_Your instructions_
Search the data for the word "rock" and copy every line that contains it.

(Stored items)

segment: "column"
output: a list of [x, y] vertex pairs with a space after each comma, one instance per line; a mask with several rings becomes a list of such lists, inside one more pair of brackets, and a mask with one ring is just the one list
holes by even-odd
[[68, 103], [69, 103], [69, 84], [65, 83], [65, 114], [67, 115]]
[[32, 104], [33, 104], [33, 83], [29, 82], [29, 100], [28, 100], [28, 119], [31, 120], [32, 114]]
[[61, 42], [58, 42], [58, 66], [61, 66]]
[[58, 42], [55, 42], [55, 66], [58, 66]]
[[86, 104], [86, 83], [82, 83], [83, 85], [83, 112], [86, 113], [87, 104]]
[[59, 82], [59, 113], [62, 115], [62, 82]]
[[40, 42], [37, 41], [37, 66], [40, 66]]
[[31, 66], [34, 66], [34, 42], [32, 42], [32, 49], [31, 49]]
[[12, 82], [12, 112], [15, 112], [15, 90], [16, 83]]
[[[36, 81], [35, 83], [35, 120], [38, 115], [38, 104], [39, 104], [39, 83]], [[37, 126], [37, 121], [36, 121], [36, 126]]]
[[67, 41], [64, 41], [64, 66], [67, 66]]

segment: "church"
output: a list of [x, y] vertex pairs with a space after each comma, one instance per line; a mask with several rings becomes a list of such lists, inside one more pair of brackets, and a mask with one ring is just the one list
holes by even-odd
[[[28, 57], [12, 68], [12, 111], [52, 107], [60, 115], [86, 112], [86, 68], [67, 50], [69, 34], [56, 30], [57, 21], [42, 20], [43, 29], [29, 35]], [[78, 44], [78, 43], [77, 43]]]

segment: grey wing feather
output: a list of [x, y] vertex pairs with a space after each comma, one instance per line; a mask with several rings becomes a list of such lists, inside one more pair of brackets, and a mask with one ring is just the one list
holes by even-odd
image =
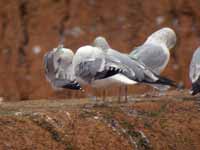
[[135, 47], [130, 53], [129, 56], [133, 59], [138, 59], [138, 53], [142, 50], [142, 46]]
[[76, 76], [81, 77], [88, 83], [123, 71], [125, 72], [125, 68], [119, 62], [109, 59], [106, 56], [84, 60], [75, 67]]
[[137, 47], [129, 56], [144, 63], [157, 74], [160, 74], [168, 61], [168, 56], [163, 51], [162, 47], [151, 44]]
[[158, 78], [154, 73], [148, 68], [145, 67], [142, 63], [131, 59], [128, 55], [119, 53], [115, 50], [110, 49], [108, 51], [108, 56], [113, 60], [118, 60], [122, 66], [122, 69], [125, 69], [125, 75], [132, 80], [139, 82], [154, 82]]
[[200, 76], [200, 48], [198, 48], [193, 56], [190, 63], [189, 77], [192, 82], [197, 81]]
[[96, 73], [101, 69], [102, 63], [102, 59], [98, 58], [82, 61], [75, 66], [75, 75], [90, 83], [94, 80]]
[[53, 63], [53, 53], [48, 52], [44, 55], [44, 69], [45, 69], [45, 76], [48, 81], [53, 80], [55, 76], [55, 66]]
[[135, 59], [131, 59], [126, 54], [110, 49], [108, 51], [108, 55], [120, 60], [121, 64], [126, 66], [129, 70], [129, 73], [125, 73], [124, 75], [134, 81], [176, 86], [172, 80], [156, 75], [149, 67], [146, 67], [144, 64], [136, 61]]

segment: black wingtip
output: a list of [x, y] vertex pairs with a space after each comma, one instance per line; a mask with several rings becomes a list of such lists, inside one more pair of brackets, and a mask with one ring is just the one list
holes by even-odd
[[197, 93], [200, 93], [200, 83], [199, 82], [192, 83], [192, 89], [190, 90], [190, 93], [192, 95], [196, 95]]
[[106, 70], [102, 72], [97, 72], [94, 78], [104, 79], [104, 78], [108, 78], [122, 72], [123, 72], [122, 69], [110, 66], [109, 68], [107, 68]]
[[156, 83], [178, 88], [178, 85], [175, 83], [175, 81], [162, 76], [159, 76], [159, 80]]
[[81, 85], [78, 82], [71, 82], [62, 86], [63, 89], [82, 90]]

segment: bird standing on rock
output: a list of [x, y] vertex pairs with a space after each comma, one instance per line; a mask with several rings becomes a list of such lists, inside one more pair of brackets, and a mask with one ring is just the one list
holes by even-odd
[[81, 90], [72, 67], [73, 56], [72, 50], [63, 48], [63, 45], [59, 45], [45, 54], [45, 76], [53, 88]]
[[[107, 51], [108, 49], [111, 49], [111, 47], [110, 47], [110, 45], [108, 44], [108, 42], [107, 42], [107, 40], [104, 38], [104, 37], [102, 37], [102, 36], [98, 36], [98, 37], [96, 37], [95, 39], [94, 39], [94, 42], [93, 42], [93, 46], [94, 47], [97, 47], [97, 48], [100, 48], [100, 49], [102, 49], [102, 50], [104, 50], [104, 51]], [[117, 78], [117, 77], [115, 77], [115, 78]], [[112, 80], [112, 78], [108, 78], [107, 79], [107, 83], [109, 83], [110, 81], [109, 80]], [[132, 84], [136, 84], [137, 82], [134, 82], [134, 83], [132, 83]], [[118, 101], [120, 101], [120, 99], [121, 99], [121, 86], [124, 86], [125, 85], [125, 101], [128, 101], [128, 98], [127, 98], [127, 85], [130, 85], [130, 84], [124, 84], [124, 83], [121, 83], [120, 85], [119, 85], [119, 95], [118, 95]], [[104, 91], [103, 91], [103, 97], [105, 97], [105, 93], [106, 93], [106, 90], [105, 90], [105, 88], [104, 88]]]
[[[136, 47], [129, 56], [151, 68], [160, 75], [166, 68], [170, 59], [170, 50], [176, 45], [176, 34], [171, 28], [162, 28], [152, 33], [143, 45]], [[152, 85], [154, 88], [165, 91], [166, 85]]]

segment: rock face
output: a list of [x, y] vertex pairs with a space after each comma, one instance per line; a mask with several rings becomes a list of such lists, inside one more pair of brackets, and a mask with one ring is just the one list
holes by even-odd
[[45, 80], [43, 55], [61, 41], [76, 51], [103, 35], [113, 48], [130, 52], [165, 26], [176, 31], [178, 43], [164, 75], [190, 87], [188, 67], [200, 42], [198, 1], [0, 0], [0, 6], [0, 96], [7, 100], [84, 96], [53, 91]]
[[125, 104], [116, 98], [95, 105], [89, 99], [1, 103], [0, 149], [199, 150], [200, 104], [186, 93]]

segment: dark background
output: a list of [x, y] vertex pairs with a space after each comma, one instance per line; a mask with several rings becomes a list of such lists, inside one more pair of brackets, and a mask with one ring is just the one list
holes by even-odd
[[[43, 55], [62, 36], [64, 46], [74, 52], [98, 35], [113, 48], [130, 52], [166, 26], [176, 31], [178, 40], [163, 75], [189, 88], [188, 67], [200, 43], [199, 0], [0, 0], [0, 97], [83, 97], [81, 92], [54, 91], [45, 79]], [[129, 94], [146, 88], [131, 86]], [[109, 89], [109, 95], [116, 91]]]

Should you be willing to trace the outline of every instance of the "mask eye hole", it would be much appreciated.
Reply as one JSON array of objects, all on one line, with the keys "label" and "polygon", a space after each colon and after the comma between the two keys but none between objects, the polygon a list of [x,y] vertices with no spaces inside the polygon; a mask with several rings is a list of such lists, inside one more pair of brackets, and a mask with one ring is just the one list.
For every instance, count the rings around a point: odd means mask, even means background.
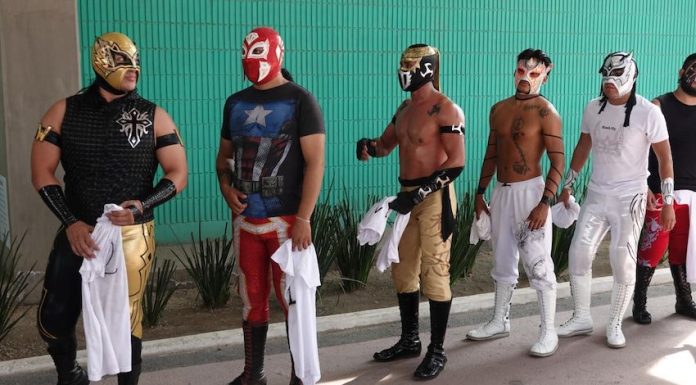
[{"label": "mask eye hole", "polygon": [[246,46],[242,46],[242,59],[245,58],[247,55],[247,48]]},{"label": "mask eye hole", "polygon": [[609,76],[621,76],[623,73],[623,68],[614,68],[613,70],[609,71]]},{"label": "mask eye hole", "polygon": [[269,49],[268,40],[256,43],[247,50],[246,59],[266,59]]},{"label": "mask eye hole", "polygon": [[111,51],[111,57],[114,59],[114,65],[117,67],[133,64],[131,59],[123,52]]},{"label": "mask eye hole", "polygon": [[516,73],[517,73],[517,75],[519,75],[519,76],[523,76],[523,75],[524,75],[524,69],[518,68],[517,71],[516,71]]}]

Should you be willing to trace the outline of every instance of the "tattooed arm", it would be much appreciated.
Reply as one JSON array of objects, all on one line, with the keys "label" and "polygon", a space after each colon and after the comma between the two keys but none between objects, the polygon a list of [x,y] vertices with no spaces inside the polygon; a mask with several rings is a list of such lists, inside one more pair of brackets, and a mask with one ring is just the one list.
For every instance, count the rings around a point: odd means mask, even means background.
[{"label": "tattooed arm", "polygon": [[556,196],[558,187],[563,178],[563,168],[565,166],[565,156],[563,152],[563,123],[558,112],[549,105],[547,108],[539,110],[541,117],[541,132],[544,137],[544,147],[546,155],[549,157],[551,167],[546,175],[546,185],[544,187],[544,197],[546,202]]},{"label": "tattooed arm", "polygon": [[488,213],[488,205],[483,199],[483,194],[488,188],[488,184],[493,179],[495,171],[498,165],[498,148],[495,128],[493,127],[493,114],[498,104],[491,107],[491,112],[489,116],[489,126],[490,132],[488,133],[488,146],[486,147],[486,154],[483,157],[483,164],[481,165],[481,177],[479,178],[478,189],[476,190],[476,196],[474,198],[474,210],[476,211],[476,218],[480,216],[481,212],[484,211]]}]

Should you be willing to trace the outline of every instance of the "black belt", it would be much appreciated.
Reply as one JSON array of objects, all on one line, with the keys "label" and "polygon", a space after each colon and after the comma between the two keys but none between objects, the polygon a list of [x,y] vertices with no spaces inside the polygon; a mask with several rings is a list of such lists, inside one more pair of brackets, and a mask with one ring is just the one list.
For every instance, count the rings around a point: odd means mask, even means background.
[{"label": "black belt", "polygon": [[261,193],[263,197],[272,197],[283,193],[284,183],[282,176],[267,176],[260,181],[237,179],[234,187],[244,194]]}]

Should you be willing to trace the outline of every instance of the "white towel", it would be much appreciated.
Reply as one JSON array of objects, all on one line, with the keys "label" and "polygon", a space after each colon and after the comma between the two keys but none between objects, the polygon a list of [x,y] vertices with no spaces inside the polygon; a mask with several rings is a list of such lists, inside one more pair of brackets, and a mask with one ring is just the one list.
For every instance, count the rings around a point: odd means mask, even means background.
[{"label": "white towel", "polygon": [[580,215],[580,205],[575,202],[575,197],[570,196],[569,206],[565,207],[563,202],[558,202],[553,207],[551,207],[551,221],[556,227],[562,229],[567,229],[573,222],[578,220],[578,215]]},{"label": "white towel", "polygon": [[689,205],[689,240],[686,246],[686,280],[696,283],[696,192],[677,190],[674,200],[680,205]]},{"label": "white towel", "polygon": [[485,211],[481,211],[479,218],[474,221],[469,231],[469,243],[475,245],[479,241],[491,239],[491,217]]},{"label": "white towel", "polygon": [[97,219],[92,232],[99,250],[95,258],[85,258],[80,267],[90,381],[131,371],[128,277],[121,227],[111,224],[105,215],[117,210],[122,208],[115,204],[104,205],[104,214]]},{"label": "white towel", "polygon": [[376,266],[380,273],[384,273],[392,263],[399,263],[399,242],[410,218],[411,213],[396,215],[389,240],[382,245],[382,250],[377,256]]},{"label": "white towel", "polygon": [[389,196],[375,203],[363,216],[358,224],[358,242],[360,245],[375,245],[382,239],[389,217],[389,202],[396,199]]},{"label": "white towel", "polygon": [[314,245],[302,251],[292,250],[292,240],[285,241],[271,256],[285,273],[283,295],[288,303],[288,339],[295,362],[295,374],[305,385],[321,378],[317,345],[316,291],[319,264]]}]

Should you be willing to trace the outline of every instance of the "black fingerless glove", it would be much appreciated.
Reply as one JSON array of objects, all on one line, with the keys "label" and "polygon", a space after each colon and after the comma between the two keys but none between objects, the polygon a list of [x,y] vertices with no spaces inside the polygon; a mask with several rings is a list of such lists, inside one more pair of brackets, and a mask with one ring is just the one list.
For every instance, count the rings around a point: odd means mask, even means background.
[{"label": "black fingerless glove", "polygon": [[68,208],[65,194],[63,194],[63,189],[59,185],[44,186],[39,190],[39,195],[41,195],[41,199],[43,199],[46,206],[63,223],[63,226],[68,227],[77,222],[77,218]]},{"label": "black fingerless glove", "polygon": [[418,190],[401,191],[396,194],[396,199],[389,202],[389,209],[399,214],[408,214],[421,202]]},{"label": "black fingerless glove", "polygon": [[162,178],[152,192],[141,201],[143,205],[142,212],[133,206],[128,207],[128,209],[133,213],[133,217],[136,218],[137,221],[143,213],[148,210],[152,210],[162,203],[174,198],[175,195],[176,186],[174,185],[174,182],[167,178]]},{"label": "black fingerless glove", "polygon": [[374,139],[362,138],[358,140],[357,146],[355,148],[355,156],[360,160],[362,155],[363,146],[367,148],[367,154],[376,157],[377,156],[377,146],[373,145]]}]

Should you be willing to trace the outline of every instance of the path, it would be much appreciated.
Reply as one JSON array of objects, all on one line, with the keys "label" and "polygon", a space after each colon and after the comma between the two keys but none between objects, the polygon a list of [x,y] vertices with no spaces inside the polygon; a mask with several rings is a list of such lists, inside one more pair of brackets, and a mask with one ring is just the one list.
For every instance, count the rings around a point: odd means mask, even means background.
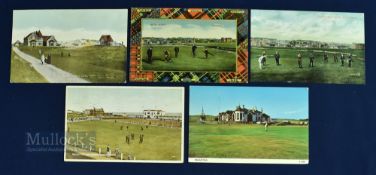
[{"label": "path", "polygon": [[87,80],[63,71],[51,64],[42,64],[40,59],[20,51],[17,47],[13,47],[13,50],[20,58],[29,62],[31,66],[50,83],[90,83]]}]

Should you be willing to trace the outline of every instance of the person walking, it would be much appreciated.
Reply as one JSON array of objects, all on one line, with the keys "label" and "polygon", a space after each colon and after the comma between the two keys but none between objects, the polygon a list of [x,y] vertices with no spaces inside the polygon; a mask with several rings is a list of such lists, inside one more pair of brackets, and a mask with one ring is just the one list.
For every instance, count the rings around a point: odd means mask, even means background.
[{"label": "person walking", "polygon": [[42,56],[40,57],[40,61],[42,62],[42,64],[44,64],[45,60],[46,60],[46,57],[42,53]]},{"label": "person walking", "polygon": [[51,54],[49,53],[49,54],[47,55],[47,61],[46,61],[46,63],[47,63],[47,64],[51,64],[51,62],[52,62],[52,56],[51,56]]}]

_Solution_
segment: bird standing on rock
segment: rock face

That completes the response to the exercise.